[Start of Source extract]

Andy Rectenwald delivered a wonderful message over the weekend. We often feel as if we are alone when life hits us with haymakers. Our regrets can outweigh our winning moments if we attempt to carry them by ourselves. For me, having a past that feels more present is lonely during the haunting moments, especially when I think no one can relate. But that’s when God comes into play. Andy mentioned that God loved us enough to come to earth, experience manipulation, betrayal, persecution, and death. God relates to everything we have experienced, are experiencing, and ever will experience. Because of God, those haunting moments of my past pain or the hurt I caused others are only moments. There’s no fear of the past, present, or future.

Joshua 1:9
9 This is my command—be strong and courageous! Do not be afraid or discouraged. For the Lord, your God is with you wherever you go.”

[End of Source extract]

• Challenge a: Print the devotional passage above word for word, in full.

[Start of Listed entries]

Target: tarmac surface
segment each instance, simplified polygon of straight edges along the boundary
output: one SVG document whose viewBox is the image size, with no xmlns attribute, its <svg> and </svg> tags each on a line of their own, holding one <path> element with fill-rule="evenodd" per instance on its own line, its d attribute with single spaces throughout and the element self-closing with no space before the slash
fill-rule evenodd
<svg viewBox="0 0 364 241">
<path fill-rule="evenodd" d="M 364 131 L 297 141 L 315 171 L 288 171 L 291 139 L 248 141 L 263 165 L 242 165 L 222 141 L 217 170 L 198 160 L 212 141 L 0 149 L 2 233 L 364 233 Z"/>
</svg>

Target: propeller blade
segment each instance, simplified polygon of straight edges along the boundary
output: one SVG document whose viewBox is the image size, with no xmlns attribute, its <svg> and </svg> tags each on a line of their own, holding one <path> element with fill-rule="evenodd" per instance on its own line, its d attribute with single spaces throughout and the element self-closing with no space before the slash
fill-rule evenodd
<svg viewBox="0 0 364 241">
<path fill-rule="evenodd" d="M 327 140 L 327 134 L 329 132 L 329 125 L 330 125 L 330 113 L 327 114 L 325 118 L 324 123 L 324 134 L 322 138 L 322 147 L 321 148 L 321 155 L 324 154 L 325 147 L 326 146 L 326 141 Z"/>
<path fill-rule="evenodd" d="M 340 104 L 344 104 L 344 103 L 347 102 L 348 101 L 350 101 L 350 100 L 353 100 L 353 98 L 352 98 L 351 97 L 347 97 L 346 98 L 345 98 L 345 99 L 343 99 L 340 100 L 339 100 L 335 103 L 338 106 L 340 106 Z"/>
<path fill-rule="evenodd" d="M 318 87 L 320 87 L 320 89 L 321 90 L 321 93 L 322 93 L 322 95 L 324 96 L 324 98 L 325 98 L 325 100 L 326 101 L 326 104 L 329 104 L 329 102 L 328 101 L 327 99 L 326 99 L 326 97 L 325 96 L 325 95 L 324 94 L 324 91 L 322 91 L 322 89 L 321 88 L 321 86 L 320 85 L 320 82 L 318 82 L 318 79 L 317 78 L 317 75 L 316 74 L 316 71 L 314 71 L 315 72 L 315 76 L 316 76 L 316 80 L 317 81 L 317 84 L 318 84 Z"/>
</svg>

[End of Listed entries]

• Challenge b: Render the part of the rows above that opens with the line containing "Target: propeller blade" and closes with the final line of the rows as a Markdown table. Give it columns No. and Line, include both ends, and leave out blank lines.

• Full answer a:
Andy Rectenwald delivered a wonderful message over the weekend. We often feel as if we are alone when life hits us with haymakers. Our regrets can outweigh our winning moments if we attempt to carry them by ourselves. For me, having a past that feels more present is lonely during the haunting moments, especially when I think no one can relate. But that’s when God comes into play. Andy mentioned that God loved us enough to come to earth, experience manipulation, betrayal, persecution, and death. God relates to everything we have experienced, are experiencing, and ever will experience. Because of God, those haunting moments of my past pain or the hurt I caused others are only moments. There’s no fear of the past, present, or future.

Joshua 1:9
9 This is my command—be strong and courageous! Do not be afraid or discouraged. For the Lord, your God is with you wherever you go.”

• Full answer b:
| No. | Line |
|---|---|
| 1 | Target: propeller blade |
| 2 | segment each instance, simplified polygon of straight edges along the boundary |
| 3 | output: one SVG document whose viewBox is the image size, with no xmlns attribute, its <svg> and </svg> tags each on a line of their own, holding one <path> element with fill-rule="evenodd" per instance on its own line, its d attribute with single spaces throughout and the element self-closing with no space before the slash |
| 4 | fill-rule evenodd |
| 5 | <svg viewBox="0 0 364 241"> |
| 6 | <path fill-rule="evenodd" d="M 327 140 L 327 134 L 329 132 L 329 125 L 330 125 L 330 113 L 327 114 L 325 118 L 324 123 L 324 134 L 322 138 L 322 147 L 321 148 L 321 155 L 324 154 L 325 147 L 326 146 L 326 141 Z"/> |
| 7 | <path fill-rule="evenodd" d="M 340 104 L 344 104 L 344 103 L 347 102 L 348 101 L 350 101 L 350 100 L 353 100 L 353 98 L 352 98 L 351 97 L 347 97 L 346 98 L 345 98 L 345 99 L 343 99 L 340 100 L 339 100 L 335 103 L 338 106 L 340 106 Z"/> |
| 8 | <path fill-rule="evenodd" d="M 318 87 L 320 87 L 320 89 L 321 90 L 321 93 L 322 93 L 322 95 L 324 96 L 324 98 L 325 98 L 325 100 L 326 101 L 326 104 L 329 104 L 329 102 L 328 101 L 327 99 L 326 99 L 326 97 L 325 96 L 325 95 L 324 94 L 324 91 L 322 91 L 322 89 L 321 88 L 321 86 L 320 85 L 320 82 L 318 82 L 318 79 L 317 78 L 317 75 L 316 74 L 316 71 L 314 71 L 315 72 L 315 76 L 316 76 L 316 80 L 317 81 L 317 84 L 318 84 Z"/> |
| 9 | </svg> |